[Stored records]

=== Section Start ===

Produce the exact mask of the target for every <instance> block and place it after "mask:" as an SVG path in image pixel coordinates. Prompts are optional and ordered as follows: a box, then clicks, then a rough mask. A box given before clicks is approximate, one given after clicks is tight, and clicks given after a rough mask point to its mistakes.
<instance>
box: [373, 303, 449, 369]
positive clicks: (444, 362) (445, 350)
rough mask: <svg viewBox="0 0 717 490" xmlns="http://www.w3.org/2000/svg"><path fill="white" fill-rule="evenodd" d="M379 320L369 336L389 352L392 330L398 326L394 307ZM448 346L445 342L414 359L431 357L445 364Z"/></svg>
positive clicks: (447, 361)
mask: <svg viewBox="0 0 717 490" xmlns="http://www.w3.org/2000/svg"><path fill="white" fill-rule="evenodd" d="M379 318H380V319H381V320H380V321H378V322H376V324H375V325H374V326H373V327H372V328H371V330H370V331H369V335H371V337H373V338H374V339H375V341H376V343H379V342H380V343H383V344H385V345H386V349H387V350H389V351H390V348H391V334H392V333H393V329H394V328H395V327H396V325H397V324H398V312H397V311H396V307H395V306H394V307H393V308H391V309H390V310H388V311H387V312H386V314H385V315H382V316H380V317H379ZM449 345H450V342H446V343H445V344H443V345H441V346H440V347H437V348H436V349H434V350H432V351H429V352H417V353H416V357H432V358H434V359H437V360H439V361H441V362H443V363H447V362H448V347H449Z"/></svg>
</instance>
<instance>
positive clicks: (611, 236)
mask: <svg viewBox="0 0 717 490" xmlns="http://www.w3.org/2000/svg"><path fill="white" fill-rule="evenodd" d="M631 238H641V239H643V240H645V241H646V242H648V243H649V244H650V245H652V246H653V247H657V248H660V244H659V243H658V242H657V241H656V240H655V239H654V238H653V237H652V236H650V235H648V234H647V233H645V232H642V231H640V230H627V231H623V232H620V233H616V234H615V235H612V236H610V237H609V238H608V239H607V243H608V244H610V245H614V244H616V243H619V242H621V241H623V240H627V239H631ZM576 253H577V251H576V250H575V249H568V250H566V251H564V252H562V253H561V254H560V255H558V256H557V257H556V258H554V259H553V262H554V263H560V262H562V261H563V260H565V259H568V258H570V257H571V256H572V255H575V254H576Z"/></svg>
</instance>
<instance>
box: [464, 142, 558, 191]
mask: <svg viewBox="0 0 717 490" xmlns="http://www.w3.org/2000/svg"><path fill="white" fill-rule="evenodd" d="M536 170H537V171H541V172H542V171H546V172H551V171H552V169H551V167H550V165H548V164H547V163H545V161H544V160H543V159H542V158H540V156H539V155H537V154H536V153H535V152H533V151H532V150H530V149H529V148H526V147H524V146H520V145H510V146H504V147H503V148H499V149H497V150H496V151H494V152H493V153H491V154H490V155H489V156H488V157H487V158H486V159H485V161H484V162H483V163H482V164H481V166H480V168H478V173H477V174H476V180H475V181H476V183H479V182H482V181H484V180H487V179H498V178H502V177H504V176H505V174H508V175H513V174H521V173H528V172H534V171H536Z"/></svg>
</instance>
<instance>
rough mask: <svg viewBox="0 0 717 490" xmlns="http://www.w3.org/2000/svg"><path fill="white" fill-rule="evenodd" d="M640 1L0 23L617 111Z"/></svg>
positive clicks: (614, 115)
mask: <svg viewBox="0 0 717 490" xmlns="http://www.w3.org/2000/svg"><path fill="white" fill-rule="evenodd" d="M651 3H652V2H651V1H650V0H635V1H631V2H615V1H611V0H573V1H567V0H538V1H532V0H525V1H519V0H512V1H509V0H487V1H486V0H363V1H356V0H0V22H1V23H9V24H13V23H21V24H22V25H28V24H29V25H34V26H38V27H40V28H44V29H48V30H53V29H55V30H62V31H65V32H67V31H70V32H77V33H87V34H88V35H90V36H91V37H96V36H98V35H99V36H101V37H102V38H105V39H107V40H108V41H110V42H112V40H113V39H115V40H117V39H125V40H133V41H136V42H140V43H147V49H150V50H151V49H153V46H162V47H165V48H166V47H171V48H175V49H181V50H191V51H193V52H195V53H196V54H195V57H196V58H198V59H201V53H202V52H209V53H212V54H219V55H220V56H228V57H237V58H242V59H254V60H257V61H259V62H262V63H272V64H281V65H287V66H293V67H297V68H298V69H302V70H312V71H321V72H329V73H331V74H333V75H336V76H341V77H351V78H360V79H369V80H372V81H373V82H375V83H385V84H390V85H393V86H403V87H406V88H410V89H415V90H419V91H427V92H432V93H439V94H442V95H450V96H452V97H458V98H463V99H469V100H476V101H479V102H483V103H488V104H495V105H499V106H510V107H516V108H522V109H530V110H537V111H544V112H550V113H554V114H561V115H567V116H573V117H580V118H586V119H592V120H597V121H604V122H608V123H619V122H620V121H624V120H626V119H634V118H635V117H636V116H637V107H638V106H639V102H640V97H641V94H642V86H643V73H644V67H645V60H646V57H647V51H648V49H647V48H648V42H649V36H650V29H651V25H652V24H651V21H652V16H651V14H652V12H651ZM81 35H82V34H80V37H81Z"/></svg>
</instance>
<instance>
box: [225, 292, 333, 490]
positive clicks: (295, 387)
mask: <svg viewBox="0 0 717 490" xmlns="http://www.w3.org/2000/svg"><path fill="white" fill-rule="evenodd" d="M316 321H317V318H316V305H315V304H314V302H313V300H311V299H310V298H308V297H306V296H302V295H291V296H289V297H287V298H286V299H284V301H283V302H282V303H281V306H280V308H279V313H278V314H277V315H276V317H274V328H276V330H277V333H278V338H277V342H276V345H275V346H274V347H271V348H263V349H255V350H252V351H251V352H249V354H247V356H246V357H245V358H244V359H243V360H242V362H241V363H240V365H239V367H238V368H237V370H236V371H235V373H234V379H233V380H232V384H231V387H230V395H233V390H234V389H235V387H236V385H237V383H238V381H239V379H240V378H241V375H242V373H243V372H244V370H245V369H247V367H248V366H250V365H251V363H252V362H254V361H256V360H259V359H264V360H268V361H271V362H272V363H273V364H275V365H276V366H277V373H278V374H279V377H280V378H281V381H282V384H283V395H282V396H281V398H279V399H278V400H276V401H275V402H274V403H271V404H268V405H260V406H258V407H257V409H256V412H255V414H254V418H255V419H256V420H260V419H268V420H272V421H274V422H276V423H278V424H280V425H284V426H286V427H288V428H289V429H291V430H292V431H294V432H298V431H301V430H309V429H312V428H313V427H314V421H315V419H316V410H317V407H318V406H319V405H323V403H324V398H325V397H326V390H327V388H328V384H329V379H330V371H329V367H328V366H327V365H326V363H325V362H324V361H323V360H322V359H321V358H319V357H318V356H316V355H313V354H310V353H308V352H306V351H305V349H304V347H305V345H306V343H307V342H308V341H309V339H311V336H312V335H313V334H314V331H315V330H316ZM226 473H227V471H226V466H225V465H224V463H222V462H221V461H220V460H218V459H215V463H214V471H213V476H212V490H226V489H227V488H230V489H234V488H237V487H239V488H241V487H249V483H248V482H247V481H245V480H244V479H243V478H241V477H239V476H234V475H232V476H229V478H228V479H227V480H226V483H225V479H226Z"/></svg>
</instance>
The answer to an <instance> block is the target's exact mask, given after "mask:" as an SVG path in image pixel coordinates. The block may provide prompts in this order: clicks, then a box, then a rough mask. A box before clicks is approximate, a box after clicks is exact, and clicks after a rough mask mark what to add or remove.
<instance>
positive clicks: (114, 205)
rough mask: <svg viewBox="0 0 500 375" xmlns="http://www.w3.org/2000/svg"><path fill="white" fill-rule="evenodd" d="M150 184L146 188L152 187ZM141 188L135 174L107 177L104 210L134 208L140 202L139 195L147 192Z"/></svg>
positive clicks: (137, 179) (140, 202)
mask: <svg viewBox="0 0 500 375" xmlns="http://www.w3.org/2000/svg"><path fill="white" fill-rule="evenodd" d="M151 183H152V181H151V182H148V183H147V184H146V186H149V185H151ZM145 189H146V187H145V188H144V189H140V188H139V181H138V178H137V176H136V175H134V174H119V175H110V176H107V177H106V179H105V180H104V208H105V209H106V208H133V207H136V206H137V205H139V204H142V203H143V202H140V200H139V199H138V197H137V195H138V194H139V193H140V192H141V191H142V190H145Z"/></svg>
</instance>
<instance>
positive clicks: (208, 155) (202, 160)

=== Section End ===

(What you should do): Word for word, set down the lines from the beginning of the records through the line that holds "positive clicks: (444, 362) (445, 350)". Leave out the rest.

(Your response):
Produce the exact mask of the target for every <instance> block and place it after "mask:" as an SVG path in image pixel coordinates. Prompts are optional and ordered as follows: a box, then clicks, then a rough mask. A box given before clicks is approximate, one given after clicks is tight, and clicks given after a rough mask point to its mistakes.
<instance>
box: [373, 303, 449, 369]
positive clicks: (444, 362) (445, 350)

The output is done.